Exercise material
+ + + + + + +

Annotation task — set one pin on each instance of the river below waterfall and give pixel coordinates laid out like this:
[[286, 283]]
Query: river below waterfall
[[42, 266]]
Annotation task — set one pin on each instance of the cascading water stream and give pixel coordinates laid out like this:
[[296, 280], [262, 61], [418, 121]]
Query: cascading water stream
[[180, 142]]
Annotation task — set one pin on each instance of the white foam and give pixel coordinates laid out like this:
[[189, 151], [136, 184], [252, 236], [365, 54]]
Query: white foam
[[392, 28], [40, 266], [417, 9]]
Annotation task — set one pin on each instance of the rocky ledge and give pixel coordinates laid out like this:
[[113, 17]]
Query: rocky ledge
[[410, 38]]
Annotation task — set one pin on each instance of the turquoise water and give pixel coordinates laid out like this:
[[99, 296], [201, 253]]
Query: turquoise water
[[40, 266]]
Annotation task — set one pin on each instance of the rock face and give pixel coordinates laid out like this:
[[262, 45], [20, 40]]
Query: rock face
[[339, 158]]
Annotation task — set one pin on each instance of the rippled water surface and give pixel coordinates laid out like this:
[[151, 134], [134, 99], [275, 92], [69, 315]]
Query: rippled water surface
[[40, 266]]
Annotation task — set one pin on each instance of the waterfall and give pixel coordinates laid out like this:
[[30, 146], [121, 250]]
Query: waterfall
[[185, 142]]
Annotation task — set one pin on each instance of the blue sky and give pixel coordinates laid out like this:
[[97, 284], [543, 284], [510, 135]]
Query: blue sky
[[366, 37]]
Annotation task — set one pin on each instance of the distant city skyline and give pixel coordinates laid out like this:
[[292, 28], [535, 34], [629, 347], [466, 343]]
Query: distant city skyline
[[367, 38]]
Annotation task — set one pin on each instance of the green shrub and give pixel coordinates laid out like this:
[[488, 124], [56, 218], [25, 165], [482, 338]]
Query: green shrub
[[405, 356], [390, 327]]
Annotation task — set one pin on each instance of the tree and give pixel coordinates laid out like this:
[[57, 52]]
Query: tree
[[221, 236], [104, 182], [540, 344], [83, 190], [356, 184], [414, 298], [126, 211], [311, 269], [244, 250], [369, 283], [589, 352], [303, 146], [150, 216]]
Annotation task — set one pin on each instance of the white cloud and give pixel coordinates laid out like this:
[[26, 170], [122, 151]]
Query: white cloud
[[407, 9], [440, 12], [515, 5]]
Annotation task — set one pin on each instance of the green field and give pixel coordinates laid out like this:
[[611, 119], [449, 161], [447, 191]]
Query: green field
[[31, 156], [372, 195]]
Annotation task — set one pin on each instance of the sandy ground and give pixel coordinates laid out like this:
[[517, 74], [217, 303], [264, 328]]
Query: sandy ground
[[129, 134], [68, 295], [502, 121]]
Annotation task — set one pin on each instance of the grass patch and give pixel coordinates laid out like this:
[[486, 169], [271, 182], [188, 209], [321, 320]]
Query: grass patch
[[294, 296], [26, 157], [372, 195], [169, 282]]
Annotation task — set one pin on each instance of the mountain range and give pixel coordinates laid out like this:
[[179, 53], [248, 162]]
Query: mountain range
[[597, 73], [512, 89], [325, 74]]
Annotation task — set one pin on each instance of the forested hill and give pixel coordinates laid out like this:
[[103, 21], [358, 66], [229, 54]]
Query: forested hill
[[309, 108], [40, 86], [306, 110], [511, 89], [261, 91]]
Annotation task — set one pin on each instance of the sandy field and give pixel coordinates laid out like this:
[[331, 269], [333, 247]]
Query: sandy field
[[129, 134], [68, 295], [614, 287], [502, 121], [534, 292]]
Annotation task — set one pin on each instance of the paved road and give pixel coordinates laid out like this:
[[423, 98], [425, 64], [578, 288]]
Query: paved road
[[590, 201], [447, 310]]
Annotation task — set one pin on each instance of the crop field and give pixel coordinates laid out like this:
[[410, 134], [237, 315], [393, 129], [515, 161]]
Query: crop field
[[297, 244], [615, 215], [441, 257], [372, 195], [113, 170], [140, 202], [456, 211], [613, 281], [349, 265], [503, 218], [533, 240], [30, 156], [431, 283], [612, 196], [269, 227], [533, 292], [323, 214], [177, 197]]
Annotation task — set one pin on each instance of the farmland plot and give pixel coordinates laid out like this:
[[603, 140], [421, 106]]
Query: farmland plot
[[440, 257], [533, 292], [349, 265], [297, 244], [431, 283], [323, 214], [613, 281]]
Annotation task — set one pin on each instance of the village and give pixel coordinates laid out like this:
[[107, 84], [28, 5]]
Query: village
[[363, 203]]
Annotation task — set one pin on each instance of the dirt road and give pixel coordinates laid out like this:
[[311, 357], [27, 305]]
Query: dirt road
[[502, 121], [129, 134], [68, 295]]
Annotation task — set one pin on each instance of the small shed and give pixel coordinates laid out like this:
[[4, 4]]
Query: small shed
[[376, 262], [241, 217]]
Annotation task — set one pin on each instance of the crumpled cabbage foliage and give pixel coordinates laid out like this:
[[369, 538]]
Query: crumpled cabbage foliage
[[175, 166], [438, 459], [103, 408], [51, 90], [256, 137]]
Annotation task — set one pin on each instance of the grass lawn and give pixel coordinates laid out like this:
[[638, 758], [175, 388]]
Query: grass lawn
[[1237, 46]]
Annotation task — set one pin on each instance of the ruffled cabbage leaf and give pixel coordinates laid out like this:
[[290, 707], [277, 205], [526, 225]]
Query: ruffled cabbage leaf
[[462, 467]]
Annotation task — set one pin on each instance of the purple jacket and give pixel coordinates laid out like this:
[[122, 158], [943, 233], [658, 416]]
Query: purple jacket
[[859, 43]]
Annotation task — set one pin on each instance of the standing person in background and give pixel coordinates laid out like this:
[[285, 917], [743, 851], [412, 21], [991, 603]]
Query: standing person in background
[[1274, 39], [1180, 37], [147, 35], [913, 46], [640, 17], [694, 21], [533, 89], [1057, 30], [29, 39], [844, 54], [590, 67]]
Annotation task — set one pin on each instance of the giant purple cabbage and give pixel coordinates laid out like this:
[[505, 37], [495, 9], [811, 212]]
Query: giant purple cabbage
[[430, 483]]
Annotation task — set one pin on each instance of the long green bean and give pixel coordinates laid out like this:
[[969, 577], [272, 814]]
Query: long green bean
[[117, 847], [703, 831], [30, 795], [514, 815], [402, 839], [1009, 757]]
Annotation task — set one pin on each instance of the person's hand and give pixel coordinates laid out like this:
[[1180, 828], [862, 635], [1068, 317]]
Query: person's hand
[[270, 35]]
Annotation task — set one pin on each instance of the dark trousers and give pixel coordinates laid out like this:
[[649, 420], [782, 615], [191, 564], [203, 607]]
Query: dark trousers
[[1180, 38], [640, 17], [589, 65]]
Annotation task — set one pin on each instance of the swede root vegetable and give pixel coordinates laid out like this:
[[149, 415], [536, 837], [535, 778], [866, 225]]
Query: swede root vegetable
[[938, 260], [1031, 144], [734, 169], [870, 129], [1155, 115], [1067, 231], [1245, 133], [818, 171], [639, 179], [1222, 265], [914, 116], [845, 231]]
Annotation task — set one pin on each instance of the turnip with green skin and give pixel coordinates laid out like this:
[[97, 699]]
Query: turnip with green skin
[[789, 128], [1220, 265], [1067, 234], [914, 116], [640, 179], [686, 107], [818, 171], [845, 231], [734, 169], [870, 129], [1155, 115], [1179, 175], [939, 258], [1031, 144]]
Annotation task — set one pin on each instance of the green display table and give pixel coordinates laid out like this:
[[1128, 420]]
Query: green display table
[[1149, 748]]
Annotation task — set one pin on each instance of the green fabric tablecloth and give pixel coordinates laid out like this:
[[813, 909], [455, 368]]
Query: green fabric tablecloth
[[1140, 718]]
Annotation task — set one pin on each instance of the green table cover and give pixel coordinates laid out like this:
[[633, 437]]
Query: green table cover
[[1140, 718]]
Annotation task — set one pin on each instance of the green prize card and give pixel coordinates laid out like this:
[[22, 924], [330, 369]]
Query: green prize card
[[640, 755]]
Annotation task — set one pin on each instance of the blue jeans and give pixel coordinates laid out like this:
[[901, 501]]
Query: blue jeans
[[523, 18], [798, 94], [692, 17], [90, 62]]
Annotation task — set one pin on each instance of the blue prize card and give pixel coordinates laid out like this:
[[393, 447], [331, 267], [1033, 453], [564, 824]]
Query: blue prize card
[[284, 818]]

+ + + + + + +

Add 122 to every pixel coordinate in the answers, beginning at the line that has "the white foam" and stopping after the line that has "146], [150, 216]]". Write out every line of the listing in that span, and keep all other text and numbers as they are.

Answer to the exercise
Annotation task — set one pin on each instance of the white foam and give pixel coordinates laid out like this:
[[189, 151], [136, 184], [252, 236], [365, 54]]
Query: white foam
[[514, 150], [162, 388], [539, 131]]
Annotation task — set one pin on each instance of the rocky ledge and give pixel coordinates laid out like this:
[[113, 17]]
Query: rocky ledge
[[532, 160]]
Annotation task — set one pin on each instance of the turquoise water and give pixel coordinates laid out like this:
[[99, 296], [201, 253]]
Query: turquoise water
[[162, 388]]
Annotation task — set one pin on each instance of the rock face and give pixel coordinates laid out like this:
[[262, 45], [20, 40]]
Query: rock face
[[461, 280]]
Annotation task — set one pin on each instance of the rippled water surface and give pixel coordinates laid out like this:
[[151, 134], [134, 99], [275, 92], [69, 315]]
Query: rippled water surface
[[162, 388]]
Annotation task — set one pin on each instance of the waterfall and give pixel coordinates laid out like this:
[[30, 146], [121, 250]]
Query: waterfall
[[307, 264]]
Annotation task — set one pin on each instance of the blue sky and give pixel coordinates laid out like this:
[[97, 284], [543, 284], [510, 135]]
Query: blue sky
[[488, 159]]
Annotation task — set one pin on each instance of the distant city skyline and give pixel coordinates laid out like this:
[[292, 28], [535, 34], [629, 347], [466, 343]]
Query: distant city skyline
[[489, 160]]
Annotation task — set one pin on each instance of the green shrub and give pixel coordinates laid out like this:
[[488, 124], [56, 218], [25, 165], [482, 338]]
Query: green shrub
[[527, 478], [512, 449]]
Annotation task — set one pin on each instance of the tree and give pixel coordinates laid out like this:
[[57, 52]]
Query: tree
[[343, 358], [226, 304], [662, 466], [205, 312], [478, 306], [536, 420], [248, 333], [433, 391], [366, 372], [491, 405], [711, 474], [425, 268], [272, 338]]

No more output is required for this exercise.